Find every line in the material below that contains the string "pillow", and copy each of those lines out in full.
--- start SOURCE MATERIAL ---
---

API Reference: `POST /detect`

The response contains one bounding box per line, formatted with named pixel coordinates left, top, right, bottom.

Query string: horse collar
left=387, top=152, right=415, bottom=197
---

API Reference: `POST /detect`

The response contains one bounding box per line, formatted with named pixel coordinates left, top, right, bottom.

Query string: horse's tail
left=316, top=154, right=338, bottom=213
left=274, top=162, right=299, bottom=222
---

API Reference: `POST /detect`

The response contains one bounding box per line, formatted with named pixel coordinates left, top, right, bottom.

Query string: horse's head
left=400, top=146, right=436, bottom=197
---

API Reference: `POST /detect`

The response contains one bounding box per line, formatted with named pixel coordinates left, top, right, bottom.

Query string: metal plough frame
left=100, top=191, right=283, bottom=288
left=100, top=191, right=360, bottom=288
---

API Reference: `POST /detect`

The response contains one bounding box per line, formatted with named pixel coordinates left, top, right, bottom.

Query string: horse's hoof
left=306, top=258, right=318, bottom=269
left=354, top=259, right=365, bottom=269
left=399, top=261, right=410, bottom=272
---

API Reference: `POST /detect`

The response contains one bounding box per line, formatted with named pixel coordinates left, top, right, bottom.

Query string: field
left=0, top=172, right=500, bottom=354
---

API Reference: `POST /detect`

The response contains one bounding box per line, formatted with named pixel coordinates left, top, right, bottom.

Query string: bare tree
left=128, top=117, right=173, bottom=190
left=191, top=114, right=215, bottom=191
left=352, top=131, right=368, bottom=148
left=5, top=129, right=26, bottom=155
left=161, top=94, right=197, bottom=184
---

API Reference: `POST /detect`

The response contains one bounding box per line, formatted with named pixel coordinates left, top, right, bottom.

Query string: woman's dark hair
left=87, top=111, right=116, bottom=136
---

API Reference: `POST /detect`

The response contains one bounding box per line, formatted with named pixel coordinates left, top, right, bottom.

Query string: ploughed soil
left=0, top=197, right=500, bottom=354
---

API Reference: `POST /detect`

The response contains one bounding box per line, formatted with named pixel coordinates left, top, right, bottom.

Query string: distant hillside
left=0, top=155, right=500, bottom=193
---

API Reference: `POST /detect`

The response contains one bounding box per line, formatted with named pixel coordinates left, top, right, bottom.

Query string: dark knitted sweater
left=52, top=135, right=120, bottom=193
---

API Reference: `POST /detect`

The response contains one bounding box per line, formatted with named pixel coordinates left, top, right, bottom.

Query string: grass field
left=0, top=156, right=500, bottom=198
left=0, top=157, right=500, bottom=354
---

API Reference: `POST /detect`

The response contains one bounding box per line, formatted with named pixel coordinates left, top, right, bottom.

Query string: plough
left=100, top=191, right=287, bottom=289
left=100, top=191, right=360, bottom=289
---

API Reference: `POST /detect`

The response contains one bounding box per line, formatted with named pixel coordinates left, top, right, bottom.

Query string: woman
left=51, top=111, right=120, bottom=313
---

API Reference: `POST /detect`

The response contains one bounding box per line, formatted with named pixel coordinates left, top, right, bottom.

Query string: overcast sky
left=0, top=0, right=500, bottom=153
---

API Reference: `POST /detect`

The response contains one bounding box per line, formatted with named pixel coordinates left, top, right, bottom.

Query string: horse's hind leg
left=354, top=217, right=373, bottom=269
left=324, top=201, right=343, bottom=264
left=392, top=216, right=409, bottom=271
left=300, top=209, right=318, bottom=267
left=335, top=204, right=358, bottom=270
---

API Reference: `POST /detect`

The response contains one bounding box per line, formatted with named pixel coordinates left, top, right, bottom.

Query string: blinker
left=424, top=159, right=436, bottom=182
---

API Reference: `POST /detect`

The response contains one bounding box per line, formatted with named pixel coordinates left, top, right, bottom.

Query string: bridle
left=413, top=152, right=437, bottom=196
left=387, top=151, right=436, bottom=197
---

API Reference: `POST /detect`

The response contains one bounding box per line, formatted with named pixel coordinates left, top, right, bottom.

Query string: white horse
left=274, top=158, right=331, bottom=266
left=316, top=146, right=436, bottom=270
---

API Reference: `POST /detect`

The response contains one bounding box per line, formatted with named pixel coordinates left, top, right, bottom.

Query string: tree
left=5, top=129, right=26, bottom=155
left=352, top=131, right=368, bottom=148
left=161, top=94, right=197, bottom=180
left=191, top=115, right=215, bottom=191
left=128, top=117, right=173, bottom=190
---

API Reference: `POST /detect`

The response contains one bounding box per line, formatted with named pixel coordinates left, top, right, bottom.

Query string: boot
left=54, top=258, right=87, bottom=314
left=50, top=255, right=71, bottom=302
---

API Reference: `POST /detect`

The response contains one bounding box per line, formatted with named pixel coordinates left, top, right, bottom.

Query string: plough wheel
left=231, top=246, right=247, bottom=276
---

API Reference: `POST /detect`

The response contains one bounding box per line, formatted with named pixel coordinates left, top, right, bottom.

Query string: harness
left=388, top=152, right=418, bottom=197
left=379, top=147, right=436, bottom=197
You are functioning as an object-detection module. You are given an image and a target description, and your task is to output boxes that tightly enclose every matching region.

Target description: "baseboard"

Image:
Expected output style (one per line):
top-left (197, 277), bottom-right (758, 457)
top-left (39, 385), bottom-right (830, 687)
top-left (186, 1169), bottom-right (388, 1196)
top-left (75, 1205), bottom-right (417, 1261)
--- end SOURCE MATERIAL ---
--- start SOURCE MATERIAL ---
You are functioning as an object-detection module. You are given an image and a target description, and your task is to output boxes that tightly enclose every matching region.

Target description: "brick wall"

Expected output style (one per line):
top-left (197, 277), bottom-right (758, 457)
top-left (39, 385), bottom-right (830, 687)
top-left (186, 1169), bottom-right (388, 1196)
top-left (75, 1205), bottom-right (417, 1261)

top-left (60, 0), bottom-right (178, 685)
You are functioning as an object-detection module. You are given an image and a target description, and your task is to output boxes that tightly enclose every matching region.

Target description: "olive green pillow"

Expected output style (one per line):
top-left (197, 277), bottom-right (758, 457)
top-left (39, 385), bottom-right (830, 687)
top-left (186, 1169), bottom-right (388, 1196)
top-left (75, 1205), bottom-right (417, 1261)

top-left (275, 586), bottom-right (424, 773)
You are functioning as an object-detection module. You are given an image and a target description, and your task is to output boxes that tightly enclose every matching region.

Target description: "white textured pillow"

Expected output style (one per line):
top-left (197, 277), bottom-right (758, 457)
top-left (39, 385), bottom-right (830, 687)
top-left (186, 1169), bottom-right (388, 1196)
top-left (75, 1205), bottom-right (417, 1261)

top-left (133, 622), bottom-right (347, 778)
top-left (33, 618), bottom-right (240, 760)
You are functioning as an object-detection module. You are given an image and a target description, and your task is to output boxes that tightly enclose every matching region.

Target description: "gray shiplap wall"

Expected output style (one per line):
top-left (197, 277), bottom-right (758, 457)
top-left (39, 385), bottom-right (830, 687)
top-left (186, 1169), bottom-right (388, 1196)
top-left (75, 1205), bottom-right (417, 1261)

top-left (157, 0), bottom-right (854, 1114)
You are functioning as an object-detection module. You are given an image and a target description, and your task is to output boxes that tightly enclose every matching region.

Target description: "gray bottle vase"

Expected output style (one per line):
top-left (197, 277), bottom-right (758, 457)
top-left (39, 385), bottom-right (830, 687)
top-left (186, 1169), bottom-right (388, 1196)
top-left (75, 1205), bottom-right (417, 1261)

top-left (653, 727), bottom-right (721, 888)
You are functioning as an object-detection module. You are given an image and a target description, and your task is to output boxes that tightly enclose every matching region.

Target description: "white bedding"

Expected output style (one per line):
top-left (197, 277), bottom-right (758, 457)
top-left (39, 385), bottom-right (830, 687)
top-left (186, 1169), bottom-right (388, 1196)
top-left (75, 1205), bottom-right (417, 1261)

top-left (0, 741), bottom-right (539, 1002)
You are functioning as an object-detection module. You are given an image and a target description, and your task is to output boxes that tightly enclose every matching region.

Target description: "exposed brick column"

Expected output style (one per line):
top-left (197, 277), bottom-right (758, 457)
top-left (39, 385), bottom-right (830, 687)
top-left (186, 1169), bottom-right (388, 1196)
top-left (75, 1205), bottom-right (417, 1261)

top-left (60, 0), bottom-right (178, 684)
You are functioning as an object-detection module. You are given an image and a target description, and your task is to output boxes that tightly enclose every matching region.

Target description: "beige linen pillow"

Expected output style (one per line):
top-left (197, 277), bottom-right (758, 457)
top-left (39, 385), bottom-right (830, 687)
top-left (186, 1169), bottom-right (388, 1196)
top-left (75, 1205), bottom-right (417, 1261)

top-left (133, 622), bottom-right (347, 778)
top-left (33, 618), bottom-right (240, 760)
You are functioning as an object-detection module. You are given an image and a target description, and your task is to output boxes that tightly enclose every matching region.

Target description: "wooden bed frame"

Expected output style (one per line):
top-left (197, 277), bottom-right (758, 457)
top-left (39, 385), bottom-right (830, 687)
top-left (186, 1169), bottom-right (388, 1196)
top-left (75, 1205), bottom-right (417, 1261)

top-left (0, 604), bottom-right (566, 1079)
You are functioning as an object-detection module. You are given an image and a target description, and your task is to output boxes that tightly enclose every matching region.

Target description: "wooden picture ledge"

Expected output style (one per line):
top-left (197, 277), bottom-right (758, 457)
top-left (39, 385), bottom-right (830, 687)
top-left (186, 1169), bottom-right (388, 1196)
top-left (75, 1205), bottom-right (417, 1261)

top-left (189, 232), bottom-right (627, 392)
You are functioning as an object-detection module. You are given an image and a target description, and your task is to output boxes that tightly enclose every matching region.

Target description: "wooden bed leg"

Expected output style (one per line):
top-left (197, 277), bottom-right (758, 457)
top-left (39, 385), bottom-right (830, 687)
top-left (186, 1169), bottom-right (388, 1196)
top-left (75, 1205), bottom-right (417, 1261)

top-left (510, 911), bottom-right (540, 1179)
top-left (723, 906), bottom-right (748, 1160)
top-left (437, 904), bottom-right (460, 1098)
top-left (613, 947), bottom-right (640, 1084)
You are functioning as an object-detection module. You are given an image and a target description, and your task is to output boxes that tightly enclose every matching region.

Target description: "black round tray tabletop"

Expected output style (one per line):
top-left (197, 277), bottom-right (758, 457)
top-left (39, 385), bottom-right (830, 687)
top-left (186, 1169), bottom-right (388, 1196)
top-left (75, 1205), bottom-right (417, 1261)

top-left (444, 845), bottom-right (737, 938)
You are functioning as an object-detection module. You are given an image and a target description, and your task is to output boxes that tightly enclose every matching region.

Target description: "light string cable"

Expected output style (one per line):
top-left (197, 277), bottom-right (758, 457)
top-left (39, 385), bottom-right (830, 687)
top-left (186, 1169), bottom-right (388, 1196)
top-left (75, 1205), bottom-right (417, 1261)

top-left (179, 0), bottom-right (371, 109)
--- end SOURCE MATERIAL ---
* **FULL SOLUTION**
Target description: "olive green pillow"
Target description: "white textured pillow"
Target description: "beige linen pillow"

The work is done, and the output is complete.